The Germans set up a labor camp called Biesiatka. It's near the town of Mielec in Poland. My brother Sol and I were able to escape from the camp, but didn't go together. On Sunday morning March 7, 1943, the Germans came in to Biesiatka with a truck and rounded up the Jews. They shot everybody into a mass grave including three of my four sisters. Our mother died of typhus a couple weeks before the massacre. She is buried at the camp.
Our home had been burned down when the war started, but I wanted to go back to Jaslany. I was hoping my brother Sol would come back as well. Something was pushing me away from it though. I wound up in the next village, looking to find some eggs in a barn. There I found Sol sleeping with the pigs. Sol told me father had come back from Russia, so we were together a few more times. On June 6, 1944, D-Day, we were ambushed in a field. Our father was captured, shot and tortured to death.
My father was good friends with a Polish farmer, Maciej Dudzik. Father told Sol and me to stay with Mr. Dudzik and his family in Chajkowa, Poland. "He will never double cross you." Mr. Dudzik and his wife, Zofia, agreed to let us stay. They had eight children, including girls, 13 and 14, our age. Sometimes, we were invited to sit inside for breakfast together. It was sometimes a sour potato soup, but we were given our share from the big pot, treated like the other children. We stayed in their big fields in the summertime. The fields protected us. The girls would bring us drinks of water.

**Exercise**.
Continue the wartime account of escaping Biesiatka and hiding with the Dudzik family, starting after its final sentence. The data that follows is not needed for this work.

**Source information**.

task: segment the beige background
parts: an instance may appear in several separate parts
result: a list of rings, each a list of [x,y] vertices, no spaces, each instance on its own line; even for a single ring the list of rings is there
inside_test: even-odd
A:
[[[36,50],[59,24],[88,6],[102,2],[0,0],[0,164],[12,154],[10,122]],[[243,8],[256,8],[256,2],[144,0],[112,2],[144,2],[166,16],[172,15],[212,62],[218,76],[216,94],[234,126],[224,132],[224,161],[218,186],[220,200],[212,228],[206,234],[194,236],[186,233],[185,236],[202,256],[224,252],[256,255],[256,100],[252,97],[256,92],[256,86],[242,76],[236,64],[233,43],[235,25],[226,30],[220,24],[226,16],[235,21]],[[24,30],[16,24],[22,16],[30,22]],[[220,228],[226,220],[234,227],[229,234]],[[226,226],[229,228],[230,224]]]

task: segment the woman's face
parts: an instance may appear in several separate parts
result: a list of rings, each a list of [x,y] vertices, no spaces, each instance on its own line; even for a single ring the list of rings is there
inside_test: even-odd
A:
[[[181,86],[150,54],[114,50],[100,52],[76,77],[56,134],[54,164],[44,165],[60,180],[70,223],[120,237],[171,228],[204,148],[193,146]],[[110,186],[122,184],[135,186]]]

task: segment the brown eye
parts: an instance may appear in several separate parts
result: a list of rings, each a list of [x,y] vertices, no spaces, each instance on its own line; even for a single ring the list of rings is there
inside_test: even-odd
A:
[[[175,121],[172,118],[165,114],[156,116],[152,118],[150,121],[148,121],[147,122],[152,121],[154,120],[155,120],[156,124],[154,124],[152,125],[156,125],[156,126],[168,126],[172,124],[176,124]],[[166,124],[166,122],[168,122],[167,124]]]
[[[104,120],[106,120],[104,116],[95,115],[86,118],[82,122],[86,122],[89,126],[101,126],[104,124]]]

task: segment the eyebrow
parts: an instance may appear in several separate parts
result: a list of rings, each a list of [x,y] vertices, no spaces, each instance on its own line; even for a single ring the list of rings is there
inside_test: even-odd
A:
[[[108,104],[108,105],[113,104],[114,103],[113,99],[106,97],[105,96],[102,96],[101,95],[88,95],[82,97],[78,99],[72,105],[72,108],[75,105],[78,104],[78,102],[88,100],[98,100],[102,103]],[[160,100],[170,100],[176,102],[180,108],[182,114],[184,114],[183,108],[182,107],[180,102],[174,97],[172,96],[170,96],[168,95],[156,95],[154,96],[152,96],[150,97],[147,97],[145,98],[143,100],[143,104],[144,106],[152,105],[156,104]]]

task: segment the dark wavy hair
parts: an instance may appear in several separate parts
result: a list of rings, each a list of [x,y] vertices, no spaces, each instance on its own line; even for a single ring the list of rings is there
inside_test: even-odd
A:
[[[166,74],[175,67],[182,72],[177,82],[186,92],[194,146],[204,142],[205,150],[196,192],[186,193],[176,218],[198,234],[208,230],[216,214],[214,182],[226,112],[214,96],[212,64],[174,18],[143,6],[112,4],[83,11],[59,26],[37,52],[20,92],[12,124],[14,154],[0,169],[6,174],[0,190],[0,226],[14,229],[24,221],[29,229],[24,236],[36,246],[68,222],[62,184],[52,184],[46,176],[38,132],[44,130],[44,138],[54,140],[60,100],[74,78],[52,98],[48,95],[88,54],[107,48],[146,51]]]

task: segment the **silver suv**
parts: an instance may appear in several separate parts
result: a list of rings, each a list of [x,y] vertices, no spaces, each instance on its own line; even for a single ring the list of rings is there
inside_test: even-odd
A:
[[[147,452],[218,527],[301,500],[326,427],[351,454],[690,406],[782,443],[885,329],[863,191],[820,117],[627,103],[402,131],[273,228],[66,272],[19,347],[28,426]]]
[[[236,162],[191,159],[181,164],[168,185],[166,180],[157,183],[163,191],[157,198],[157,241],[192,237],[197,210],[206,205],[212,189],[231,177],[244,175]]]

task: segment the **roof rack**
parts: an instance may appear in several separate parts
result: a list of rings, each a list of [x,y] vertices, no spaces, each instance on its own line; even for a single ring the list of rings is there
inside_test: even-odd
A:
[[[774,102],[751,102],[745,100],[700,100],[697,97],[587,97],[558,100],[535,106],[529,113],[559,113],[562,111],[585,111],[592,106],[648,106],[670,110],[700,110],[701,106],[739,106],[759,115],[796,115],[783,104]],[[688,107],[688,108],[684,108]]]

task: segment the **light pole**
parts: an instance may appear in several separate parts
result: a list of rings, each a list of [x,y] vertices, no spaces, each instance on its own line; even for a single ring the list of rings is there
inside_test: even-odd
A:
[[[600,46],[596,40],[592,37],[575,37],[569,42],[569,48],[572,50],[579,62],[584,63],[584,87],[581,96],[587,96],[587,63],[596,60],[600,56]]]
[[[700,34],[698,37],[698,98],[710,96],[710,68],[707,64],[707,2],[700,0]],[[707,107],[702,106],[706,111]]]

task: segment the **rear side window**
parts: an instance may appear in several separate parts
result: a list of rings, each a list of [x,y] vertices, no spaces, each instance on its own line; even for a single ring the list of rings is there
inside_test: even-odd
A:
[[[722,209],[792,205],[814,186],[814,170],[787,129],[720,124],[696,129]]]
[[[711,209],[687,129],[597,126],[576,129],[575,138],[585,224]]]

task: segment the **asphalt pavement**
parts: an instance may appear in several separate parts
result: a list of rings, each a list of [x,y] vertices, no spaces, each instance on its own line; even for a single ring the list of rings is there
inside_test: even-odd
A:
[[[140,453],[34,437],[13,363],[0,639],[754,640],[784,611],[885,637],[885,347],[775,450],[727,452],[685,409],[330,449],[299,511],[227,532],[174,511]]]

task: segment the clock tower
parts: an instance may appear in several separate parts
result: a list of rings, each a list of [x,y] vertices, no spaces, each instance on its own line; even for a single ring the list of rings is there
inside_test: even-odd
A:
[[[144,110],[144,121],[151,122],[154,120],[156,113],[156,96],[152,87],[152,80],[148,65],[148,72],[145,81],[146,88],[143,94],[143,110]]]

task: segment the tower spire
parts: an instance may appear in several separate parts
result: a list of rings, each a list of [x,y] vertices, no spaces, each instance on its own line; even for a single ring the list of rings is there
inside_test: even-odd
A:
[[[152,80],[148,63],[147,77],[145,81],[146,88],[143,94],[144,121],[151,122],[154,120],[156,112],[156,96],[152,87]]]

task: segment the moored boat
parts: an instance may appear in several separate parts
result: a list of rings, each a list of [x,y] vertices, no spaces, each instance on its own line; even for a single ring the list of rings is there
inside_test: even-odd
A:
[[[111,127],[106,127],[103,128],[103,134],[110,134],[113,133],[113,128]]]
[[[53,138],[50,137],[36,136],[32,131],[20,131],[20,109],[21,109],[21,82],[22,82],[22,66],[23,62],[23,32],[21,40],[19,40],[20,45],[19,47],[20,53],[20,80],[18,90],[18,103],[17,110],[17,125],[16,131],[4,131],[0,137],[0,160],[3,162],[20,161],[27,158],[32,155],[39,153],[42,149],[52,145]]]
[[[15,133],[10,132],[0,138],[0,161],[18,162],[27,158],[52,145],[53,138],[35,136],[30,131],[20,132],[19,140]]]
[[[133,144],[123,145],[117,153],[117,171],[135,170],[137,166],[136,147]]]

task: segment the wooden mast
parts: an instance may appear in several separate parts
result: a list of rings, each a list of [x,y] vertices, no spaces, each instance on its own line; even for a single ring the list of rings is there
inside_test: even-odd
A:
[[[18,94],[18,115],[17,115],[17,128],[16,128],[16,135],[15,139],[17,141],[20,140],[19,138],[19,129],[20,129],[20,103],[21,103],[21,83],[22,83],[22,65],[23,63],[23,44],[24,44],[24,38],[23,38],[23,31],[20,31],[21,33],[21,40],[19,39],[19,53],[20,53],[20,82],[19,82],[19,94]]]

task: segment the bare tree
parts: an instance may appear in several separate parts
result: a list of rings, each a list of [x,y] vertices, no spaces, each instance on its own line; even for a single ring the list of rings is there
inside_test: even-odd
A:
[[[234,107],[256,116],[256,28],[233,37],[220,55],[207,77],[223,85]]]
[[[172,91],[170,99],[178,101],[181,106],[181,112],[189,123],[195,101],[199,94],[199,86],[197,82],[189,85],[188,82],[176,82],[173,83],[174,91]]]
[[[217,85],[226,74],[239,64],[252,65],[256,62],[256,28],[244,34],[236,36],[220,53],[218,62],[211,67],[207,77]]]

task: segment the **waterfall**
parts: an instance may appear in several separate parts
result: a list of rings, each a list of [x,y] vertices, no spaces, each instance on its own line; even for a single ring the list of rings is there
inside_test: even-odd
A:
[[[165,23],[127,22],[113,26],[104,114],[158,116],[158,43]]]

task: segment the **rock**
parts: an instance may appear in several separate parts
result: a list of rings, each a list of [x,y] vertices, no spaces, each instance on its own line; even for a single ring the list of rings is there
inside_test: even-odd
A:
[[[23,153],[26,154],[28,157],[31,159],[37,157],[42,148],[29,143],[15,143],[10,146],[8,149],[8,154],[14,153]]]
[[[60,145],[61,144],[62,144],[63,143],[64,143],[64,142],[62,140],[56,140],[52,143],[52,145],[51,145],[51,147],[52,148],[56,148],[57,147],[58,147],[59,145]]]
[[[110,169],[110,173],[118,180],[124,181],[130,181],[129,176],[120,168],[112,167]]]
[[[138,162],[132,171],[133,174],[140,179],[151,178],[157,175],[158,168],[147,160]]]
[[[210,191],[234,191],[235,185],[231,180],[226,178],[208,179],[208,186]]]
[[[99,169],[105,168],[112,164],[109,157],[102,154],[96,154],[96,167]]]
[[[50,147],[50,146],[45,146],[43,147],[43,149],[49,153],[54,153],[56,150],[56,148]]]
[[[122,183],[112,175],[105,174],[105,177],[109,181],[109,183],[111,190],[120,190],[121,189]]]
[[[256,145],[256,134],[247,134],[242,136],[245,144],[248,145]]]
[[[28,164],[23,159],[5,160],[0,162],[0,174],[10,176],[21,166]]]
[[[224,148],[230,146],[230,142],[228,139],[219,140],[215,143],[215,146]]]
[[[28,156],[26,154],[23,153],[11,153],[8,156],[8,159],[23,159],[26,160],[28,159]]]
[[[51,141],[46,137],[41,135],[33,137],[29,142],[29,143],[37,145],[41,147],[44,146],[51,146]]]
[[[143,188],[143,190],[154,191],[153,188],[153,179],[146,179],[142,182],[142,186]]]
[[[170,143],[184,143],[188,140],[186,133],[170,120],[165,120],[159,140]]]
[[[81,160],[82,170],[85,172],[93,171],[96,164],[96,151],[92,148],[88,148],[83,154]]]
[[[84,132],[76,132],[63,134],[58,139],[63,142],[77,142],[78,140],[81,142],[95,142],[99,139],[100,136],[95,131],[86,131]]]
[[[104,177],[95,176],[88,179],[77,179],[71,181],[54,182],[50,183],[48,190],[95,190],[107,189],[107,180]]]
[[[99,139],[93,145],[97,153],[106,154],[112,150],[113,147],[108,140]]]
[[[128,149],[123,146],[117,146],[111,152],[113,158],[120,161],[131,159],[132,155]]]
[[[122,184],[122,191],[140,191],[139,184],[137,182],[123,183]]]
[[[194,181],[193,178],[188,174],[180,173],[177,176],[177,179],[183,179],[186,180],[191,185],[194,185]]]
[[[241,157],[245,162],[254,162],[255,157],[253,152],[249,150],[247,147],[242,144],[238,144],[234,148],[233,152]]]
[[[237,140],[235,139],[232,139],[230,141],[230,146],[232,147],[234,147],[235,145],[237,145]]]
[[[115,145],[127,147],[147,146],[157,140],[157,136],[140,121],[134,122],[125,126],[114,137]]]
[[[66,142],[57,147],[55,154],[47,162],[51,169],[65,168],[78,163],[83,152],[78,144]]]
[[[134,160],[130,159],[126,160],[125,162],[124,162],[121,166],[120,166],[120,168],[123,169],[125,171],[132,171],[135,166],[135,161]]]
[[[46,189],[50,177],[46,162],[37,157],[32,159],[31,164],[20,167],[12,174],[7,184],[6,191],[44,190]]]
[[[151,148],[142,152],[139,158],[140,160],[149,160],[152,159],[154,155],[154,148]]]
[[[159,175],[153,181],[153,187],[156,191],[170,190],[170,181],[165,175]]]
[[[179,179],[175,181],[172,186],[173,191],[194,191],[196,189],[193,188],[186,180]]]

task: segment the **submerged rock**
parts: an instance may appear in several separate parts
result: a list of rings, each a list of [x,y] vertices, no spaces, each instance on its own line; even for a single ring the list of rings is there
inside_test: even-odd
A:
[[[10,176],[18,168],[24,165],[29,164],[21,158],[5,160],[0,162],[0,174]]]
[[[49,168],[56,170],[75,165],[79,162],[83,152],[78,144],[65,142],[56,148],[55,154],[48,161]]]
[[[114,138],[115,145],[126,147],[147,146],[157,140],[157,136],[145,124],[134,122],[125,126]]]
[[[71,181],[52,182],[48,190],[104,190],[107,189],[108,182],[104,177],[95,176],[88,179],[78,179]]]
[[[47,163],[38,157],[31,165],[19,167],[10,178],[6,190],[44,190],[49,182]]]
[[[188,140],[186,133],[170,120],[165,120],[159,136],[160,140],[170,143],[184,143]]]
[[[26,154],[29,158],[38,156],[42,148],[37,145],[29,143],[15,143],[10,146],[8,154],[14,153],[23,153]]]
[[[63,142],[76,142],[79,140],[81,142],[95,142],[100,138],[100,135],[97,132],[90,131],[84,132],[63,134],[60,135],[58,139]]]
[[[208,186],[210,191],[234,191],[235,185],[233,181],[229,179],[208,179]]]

**Answer section**.
One day, it was raining so we went into the stable. Mr. Dudzik said we could do this. We saw a truck coming with two German soldiers. They went to the stable and started examining and taking out bales of hay. Sol and I both had guns. We were hiding behind the last bundle of hay they were about to take. We were ready to shoot them when Mrs. Dudzik ran into the barn screaming at the Germans in Polish to leave the wet hay alone. "We’re trying to dry it." If Sol and I would have killed those two Germans, other Germans would have killed everyone in the village. I can’t believe how good the Dudziks were to two Jewish boys. They could have sold us out to the Germans and saved their own family.
When the Russians liberated the area, I wanted to join the Russian army but they said I was too young. Sol and I took a train to Lvov (Lemberg). We separated there. He got a job as a janitor in a Russian hospital, and I was finally taken into the army. After a month, the Communists transferred me to the Polish army because of my Polish-sounding name. I called myself Zygmunt Dudzik in honor of the man who had helped us for over a year. Our unit fought the Germans near Berlin alongside the Russian soldiers. I ended up in a coma from a bomb attack. When I woke up in a hospital, it was August 1945. So I missed the end of the war.
I recovered and the Polish army assigned me to the military police outside of Warsaw. When Sol found me there, we just walked away.
After the war, we went to Germany, Czechoslovakia and Austria. We wound up in a Displaced Persons (DP) camp called Fohrenwald, which is not far from Munich. We decided we would go to Israel, but that didn't work out, so we ended up going to America instead. We were orphans and was accepted as part of a United States orphans' quota. We sailed on the ship, S.S. Marine Flasher, and arrived in New York with an older cousin and his wife in November 1947. These cousins had a store in New York. But we were told about Detroit and decided to come here because we both liked cars. The organization ORT helped us learn welding and car mechanics.